# EXCERPT PROVIDED

BRIEF DESCRIPTION OF THE DRAWINGS
[0028] These and/or other aspects and advantages of the present
general inventive concept will become apparent and more readily
appreciated from the following description of the embodiments,
taken in conjunction with the accompanying drawings of which:
[0029] FIG. 1 is a perspective view of a general slit coater;
[0030] FIG. 2 is a sectional view showing a state where photoresist
is coated on a substrate by the slit coater shown in FIG. 1;
[0031] FIG. 3 is a schematic front view of a slit nozzle and an
apparatus for measuring widthwise ejection uniformity of the slit
nozzle according to an embodiment of the invention;
[0032] FIG. 4 is a side view for explaining a state where a fluid
is ejected by the apparatus for measuring widthwise ejection
uniformity of slit nozzle according to the invention; and
[0033] FIG. 5 is a front view of a slit nozzle and an apparatus for
measuring widthwise ejection uniformity of the slit nozzle
according to another embodiment of the invention.
DETAILED DESCRIPTION OF THE PREFERRED EMBODIMENTS
[0034] Reference will now be made in detail to the embodiments of
the present general inventive concept, examples of which are
illustrated in the accompanying drawings, wherein like reference
numerals refer to like elements throughout. The embodiments are
described below in order to explain the present general inventive
concept by referring to the figures.
[0035] Hereinafter, an apparatus and method for measuring widthwise
ejection uniformity of slit nozzle according to the present
invention will be described in detail with reference to the
accompanying drawings. The apparatus for measuring ejection
uniformity according to the invention serves to measure ejection
uniformity of photoresist to be ejected by the slit nozzle of the
slit coater described in the related art. The descriptions of the
slit coater will be omitted.
[0036] FIG. 3 is a schematic front view of a slit nozzle and an
apparatus for measuring widthwise ejection uniformity of the slit
nozzle according to the invention. FIG. 4 is a side view for
explaining a state where a fluid is ejected by the apparatus for
measuring widthwise ejection uniformity of slit nozzle according to
the invention.
[0037] Referring to FIG. 3, the apparatus for measuring widthwise
ejection uniformity of slit nozzle according to the invention
serves to measure ejection pressure of fluid, which is ejected from
the slit nozzle, along a widthwise direction of the slit
nozzle.

# DIRECTIVES
1. Decide whether each statement agrees with the patent excerpt on slit nozzle ejection uniformity, answering yes or no and quoting the words from the excerpt that settle it. (a) FIG. 1 is a perspective view of a general slit coater. (b) FIG. 5 shows the same embodiment as FIG. 3. (c) The excerpt says the slit coater will be described in detail.
2. Transcribe the passage of the patent excerpt on slit nozzle ejection uniformity starting with "[0035] Hereinafter, an" and going on through "will be omitted.".

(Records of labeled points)
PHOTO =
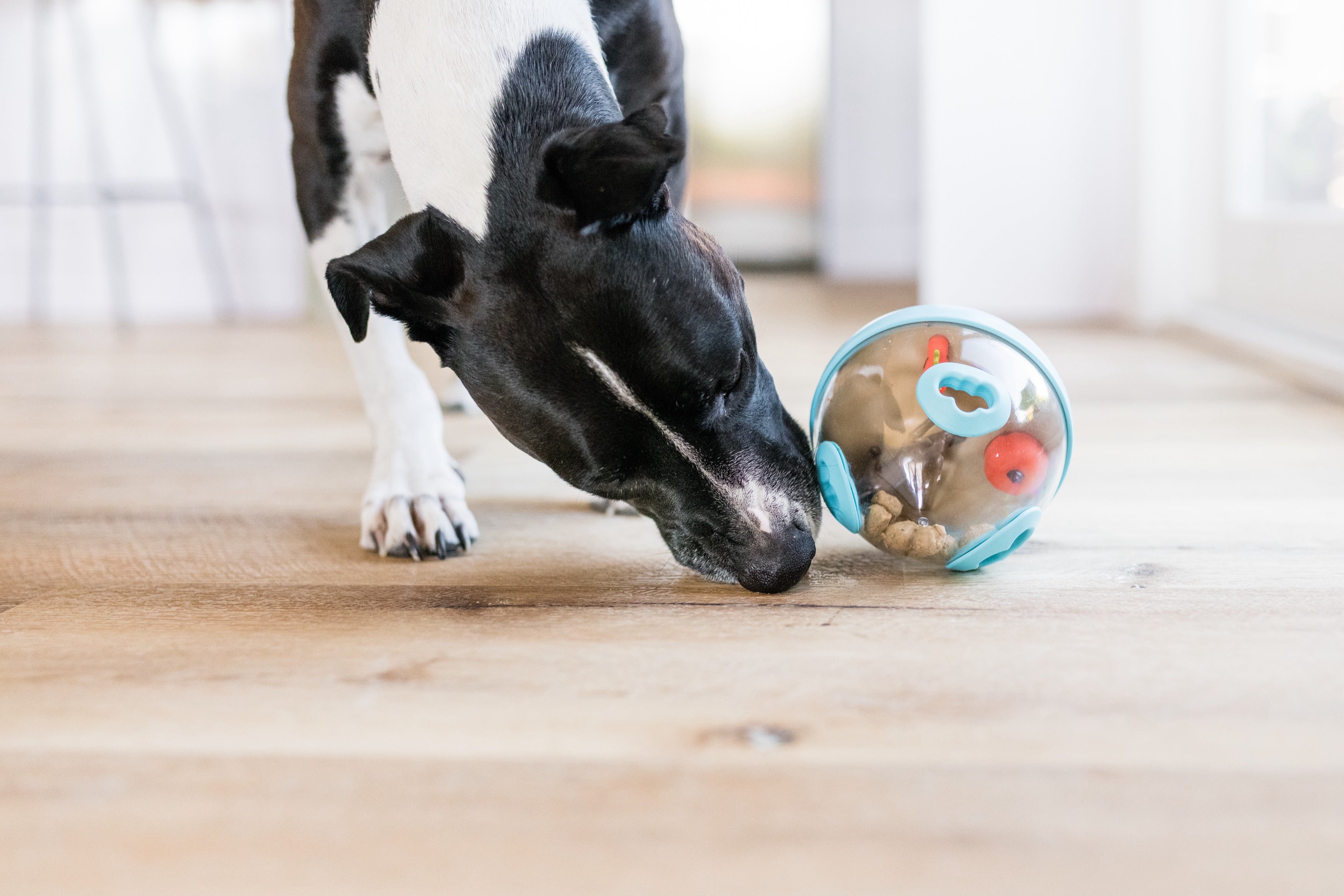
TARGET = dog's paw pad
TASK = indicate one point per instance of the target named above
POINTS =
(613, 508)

--

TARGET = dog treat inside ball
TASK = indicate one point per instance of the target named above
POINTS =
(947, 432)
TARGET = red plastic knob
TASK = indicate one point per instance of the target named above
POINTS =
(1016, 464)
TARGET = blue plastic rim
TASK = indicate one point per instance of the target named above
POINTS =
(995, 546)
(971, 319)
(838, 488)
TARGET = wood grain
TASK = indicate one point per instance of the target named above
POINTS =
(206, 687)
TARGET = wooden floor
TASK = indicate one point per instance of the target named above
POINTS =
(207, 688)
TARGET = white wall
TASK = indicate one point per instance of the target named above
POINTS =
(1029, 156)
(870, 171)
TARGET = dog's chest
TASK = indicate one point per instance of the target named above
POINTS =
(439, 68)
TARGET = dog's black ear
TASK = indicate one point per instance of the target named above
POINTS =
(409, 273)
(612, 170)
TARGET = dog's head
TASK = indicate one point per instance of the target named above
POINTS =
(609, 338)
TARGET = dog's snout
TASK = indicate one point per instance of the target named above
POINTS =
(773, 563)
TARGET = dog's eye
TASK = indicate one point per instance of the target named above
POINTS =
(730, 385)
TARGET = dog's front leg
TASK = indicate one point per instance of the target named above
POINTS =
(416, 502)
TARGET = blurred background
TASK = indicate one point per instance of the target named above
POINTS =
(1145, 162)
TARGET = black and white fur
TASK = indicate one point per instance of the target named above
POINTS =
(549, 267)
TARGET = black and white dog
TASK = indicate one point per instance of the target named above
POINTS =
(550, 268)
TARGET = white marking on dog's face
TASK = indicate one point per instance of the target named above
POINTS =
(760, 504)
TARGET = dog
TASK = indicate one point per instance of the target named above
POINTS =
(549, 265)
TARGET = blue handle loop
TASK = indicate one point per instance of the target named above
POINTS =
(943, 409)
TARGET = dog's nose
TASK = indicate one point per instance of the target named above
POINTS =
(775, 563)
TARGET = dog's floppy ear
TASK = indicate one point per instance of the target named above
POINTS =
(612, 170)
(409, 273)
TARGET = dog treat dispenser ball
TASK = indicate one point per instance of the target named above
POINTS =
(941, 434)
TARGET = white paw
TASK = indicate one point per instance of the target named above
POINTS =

# RESPONSES PER TASK
1.
(a) Yes: "FIG. 1 is a perspective view of a general slit coater"
(b) No: "according to another embodiment of the invention"
(c) No: "The descriptions of the slit coater will be omitted."

2.
[0035] Hereinafter, an apparatus and method for measuring widthwise
ejection uniformity of slit nozzle according to the present
invention will be described in detail with reference to the
accompanying drawings. The apparatus for measuring ejection
uniformity according to the invention serves to measure ejection
uniformity of photoresist to be ejected by the slit nozzle of the
slit coater described in the related art. The descriptions of the
slit coater will be omitted.